THE TASK -> Gather every line in the records below that contains the word "green" and copy each such line in full.
___ LISTING ___
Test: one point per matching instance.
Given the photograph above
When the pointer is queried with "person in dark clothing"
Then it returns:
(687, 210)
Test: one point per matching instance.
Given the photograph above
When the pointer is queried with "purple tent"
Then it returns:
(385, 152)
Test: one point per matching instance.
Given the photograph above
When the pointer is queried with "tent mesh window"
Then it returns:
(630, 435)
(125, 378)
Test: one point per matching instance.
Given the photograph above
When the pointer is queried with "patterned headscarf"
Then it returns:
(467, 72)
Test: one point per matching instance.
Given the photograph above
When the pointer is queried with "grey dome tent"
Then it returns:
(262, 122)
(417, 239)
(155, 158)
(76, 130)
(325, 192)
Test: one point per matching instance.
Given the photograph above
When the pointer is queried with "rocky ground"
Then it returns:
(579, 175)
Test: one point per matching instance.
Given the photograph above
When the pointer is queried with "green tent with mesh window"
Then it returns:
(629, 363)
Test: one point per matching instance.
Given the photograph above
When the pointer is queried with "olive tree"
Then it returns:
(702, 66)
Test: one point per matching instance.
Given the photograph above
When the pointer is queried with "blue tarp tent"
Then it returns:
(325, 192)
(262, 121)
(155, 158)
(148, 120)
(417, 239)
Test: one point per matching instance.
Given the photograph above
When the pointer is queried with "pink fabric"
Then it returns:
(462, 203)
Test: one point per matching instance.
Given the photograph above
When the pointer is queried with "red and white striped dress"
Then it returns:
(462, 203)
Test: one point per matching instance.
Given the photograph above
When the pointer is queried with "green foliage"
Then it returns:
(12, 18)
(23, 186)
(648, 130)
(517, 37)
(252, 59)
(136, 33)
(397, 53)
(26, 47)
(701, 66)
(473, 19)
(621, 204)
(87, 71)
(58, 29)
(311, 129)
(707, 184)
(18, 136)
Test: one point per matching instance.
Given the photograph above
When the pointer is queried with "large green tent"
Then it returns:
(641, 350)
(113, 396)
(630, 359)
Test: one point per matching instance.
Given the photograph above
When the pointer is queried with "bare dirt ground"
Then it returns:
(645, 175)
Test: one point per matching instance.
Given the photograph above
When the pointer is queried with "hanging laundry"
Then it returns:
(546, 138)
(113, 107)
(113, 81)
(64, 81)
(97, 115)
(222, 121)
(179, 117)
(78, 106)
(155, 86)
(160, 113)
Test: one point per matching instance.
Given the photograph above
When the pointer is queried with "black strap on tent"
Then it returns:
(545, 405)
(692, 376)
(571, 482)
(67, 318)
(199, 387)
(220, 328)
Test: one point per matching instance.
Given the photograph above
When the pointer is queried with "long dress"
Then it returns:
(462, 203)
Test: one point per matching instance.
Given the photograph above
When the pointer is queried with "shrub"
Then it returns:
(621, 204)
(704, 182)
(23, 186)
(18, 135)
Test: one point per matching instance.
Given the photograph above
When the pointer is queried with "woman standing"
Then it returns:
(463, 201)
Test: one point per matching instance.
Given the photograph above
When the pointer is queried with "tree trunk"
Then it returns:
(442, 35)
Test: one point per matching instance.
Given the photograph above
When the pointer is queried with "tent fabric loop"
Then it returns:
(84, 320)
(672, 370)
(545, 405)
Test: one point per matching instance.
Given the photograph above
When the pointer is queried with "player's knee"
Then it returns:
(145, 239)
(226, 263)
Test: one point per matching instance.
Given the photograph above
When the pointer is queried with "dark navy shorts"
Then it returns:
___
WRITTEN RESPONSE ->
When the pointer is queried with "green tent with mesh window"
When the pointer is queried with "green foliage"
When the pointer is queried with "large green tent"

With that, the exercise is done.